Consigne:
D'après l'extrait sur la rachianesthésie continue, répondez aux questions suivantes.
1. Quel est le principal risque des blocs centraux chez les patients présentant un rétrécissement aortique serré ?
2. Au cours de quelle chirurgie les auteurs rapportent-ils leur expérience, et chez combien de patients ?
3. Avec quel médicament, et à quelle dose, l'hypertension artérielle de l'homme de 68 ans était-elle traitée ?

Extrait du document:
-------------------------

Les blocs centraux (rachianesthésie, rachianesthésie continue, anesthésie péridurale, peri-rachianesthésie combinée) sont des anesthésies simples, fiables et efficaces, de plus en plus utilisées ces dix dernières années [1]. Ces techniques ne sont pas recommandées chez les patients présentant un rétrécissement aortique (RAo) serré. Le principal risque est le désamorçage de la pompe cardiaque secondaire à une vasoplégie induite par le bloc sympathique. La rachianesthésie continue (RAC), contrairement à l’injection unique, permet une titration des anesthésiques locaux et, de ce fait, une diminution des répercussions hémodynamiques [2]. Elle est alors une alternative chez les patients à haut risque cardiaque, ayant une chirurgie abdominale basse, du petit bassin ou des membres inférieurs.
Nous rapportons notre expérience de la rachianesthésie continue au cours de la chirurgie prostatique chez deux patients présentant un rétrécissement aortique serré.
Un homme de 68 ans (90 kg, 162 cm), présentant une tumeur prostatique a subi un évidement cervico prostatique sous rachianesthésie continue. Il présentait comme antécédent une hypertension artérielle traitée avec le captopril à raison de ½ comprimé par jour. L’examen clinique retrouvait des souffles et évoquait un rétrécissement aortique (RAo) et une insuffisance mitrale, une pression artérielle à 180/100mmHg, une fréquence cardiaque à 92 bpm.

-------------------------

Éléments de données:

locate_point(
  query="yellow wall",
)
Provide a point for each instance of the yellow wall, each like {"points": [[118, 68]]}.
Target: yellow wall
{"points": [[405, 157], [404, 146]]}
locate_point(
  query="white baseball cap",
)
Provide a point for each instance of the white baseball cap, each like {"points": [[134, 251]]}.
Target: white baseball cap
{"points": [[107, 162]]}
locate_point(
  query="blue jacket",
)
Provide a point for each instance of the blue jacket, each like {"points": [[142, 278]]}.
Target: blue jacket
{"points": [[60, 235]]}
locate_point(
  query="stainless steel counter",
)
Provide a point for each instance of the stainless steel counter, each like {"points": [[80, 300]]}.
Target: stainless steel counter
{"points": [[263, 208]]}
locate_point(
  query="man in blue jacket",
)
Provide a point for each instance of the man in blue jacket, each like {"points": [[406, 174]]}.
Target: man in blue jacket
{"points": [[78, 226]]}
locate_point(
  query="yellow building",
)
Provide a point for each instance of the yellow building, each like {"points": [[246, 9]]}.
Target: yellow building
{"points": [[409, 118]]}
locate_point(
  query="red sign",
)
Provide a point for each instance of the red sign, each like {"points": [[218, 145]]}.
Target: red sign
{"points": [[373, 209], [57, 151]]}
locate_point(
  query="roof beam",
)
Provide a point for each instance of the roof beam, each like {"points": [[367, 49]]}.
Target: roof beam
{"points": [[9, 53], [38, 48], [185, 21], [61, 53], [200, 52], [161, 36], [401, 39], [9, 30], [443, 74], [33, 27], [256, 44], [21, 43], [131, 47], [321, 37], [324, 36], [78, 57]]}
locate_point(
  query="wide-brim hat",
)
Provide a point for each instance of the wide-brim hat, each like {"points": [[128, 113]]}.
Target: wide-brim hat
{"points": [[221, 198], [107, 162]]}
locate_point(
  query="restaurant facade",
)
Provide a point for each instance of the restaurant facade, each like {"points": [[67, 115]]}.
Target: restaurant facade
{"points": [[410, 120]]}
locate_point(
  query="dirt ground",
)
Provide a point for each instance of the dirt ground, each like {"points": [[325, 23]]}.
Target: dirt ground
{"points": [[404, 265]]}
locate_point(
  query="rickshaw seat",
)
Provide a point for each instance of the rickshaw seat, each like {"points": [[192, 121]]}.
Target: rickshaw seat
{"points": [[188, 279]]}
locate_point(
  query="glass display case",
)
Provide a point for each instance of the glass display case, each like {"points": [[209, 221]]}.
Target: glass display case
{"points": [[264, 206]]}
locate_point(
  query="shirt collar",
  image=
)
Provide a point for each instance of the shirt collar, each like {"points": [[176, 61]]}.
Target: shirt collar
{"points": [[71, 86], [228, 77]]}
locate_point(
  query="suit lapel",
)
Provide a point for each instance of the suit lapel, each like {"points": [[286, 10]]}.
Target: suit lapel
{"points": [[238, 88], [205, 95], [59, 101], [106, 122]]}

-------------------------

Réponse:
1. Le désamorçage de la pompe cardiaque, secondaire à une vasoplégie induite par le bloc sympathique.
2. Au cours de la chirurgie prostatique, chez deux patients.
3. Avec le captopril, à raison d'un demi-comprimé par jour.